## Texte source
SAINT THOMAS : L’APPÉTIT

Questions disputées à propos de la vérité, question 25, article 1

Traduction de Joseph Rassam

dans Saint Thomas, L’Être et l’Esprit, Paris, Éditions P.U.F., 1971, pp. 78-79

 

 

Ainsi l’appétit naturel tend vers l’objet du désir sans aucune saisie du motif de désirabilité, car l’appétit naturel n’est qu’une inclination des choses selon l’ordre qui convient à chacune, comme pour la pierre le fait d’être portée vers le bas. Une chose naturelle étant déterminée dans son existence naturelle n’a qu’une seule détermination vers un objet déterminé ; dans ce cas il n’est besoin d’aucune représentation pour distinguer, d’après un motif de désirabilité, ce qui est désirable de ce qui ne l’est pas. Mais une telle représentation préexiste en celui qui, en créant la nature, a conféré à chaque chose l’inclination qui lui convient.

L’appétit supérieur, c’est-à-dire la volonté, tend directement vers le motif de désirabilité pris en lui-même ; la volonté désire premièrement et principalement la bonté elle-même, ou l’utilité, ou une autre qualité du même genre ; et ce n’est qu’ensuite qu’elle se fixe sur un objet, dans la mesure où il participe de cette qualité. Cela s’explique par l’amplitude de la nature rationnelle qui est telle qu’elle ne peut pas se contenter d’une inclination unique vers un objet déterminé, et qu’elle a besoin d’une multiplicité d’objets variés ; son élan vise une qualité formelle qui peut se retrouver dans une multiplicité d’objets ; et c’est par la représentation de cette qualité formelle qu’elle tend vers l’objet désirable, où elle reconnaît la qualité qui le rend désirable.

## Jeu de données
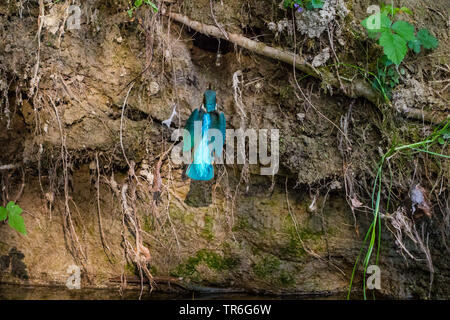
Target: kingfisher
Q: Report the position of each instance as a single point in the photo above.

## Travail demandé
1 > Dans le texte sur l'appétit, relevez toutes les références de publication de la traduction données sous le titre : traducteur, ouvrage, lieu, éditeur, année et pages.
2 > Quel exemple le texte sur l'appétit donne-t-il pour illustrer l'appétit naturel ?
3 > Prolongez le texte sur l'appétit à partir de sa dernière phrase.

## Résultats finaux
1 >
Traducteur : Joseph Rassam
Ouvrage : Saint Thomas, L'Être et l'Esprit
Lieu : Paris
Éditeur : Éditions P.U.F.
Année : 1971
Pages : 78-79

2 > La pierre, qui est portée vers le bas.

3 >
L’appétit inférieur et sensible, appelé sensualité, tend vers l’objet désirable pour autant qu’il trouve dans cet objet même le motif de désirabilité ; mais il ne tend pas vers un tel motif, car l’appétit ne vise pas la bonté elle-même ou l’utilité ou l’agrément, il cherche une chose utile ou un objet agréable ; et c’est en cela que l’appétit sensible est inférieur à l’appétit rationnel. Mais comme il ne poursuit pas uniquement telle chose ou telle autre, mais tout objet qui peut lui être utile ou agréable, il est supérieur à l’appétit naturel. Voilà pourquoi il a besoin d’une certaine représentation pour distinguer ce qui est agréable de ce qui ne l’est pas.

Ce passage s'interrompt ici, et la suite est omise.